=== Extracted entries ===
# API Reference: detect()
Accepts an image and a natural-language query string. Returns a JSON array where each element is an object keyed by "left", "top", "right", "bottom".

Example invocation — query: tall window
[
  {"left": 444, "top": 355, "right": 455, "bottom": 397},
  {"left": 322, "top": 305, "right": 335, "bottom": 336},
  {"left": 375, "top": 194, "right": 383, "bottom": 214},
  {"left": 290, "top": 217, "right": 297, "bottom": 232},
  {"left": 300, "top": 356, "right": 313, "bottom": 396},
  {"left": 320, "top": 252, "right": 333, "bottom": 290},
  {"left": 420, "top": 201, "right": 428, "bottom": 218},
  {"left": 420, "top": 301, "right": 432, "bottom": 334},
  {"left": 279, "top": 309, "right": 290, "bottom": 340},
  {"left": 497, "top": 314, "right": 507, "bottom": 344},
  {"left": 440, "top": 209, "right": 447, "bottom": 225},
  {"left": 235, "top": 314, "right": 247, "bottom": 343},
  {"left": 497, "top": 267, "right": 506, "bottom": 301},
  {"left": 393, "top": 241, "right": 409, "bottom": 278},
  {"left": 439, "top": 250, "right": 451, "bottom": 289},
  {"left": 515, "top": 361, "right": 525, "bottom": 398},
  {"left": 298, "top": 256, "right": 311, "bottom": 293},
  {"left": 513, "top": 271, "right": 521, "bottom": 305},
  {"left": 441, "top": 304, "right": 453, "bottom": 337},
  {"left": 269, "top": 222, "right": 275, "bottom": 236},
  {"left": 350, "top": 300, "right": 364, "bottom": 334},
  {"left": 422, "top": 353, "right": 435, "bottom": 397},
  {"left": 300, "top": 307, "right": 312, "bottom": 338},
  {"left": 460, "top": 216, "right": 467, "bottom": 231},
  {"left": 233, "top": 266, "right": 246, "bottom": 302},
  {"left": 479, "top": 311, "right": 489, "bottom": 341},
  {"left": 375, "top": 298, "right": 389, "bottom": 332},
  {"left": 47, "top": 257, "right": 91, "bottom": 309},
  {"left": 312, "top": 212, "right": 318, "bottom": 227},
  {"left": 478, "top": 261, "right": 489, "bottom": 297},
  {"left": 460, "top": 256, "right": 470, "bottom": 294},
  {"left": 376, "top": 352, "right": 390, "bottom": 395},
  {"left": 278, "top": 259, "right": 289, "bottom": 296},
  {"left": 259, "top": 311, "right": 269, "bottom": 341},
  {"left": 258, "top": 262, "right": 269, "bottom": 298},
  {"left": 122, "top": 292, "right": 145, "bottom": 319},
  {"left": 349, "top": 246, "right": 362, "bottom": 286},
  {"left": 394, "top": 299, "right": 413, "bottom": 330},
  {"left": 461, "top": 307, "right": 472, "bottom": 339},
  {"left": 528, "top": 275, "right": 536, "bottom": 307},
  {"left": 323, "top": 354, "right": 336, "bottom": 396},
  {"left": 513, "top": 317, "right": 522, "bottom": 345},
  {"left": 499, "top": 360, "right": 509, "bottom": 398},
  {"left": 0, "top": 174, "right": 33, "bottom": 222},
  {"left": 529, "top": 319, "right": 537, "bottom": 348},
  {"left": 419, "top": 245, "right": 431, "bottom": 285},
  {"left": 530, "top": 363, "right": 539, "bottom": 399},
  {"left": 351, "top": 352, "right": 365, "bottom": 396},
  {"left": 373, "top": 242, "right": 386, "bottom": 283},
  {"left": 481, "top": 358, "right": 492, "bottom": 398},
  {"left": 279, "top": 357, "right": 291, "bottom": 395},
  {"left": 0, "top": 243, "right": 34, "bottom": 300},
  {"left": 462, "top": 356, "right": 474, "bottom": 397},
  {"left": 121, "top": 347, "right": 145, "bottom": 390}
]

=== Prompt ===
Copy whichever lines above contain the string "query".

=== Response to this task ===
Accepts an image and a natural-language query string. Returns a JSON array where each element is an object keyed by "left", "top", "right", "bottom".
Example invocation — query: tall window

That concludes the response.